▸ **EXERCISE**
Can you copy the lines below character for character, changing nothing from the first line through the last?

------------------------

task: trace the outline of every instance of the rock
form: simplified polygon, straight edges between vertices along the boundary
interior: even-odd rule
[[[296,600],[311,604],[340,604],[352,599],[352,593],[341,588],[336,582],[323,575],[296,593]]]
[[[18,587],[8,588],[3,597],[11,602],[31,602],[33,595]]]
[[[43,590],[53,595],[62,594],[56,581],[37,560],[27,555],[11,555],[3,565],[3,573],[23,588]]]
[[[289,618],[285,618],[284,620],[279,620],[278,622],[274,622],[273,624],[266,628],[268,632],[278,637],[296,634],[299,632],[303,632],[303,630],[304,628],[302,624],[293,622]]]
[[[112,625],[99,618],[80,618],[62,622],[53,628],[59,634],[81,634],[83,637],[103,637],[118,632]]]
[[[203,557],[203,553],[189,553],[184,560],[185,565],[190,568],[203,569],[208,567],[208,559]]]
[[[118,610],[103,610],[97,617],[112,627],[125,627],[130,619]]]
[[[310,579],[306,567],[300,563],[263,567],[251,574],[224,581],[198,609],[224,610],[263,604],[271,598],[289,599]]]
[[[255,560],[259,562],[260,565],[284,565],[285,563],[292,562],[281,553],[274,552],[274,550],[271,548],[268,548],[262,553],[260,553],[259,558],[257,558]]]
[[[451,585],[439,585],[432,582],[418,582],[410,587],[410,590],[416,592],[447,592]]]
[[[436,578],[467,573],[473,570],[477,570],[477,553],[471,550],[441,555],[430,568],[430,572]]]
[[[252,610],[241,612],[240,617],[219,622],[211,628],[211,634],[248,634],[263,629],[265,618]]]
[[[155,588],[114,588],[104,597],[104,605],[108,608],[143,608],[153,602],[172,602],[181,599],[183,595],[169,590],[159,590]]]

------------------------

▸ **SOLUTION TO THE EXERCISE**
task: trace the outline of every instance of the rock
form: simplified polygon, straight edges between vertices along the boundary
interior: even-odd rule
[[[296,600],[311,604],[340,604],[352,599],[352,593],[341,588],[336,582],[323,575],[296,593]]]
[[[18,587],[8,588],[3,597],[11,602],[31,602],[33,595]]]
[[[43,590],[53,595],[62,594],[56,581],[37,560],[27,555],[11,555],[3,565],[3,573],[23,588]]]
[[[289,618],[285,618],[284,620],[279,620],[278,622],[274,622],[273,624],[266,628],[268,632],[278,637],[296,634],[299,632],[303,632],[303,630],[304,628],[302,624],[293,622]]]
[[[112,625],[99,618],[80,618],[62,622],[53,628],[59,634],[81,634],[83,637],[103,637],[118,632]]]
[[[203,557],[203,553],[189,553],[184,560],[185,565],[190,568],[203,569],[208,567],[208,559]]]
[[[118,610],[103,610],[97,617],[112,627],[125,627],[130,619]]]
[[[310,579],[306,567],[300,563],[263,567],[251,574],[224,581],[198,609],[224,610],[263,604],[271,598],[289,599]]]
[[[255,560],[259,562],[260,565],[284,565],[285,563],[292,562],[281,553],[274,552],[274,550],[271,548],[268,548],[262,553],[260,553],[259,558],[257,558]]]
[[[451,585],[439,585],[432,582],[418,582],[410,587],[410,590],[416,592],[447,592]]]
[[[436,578],[467,573],[473,570],[477,570],[477,553],[471,550],[441,555],[430,568],[430,572]]]
[[[252,610],[241,612],[240,617],[219,622],[211,628],[211,634],[248,634],[263,629],[265,618]]]
[[[155,588],[114,588],[104,597],[104,605],[108,608],[143,608],[153,602],[172,602],[181,599],[183,595],[169,590],[159,590]]]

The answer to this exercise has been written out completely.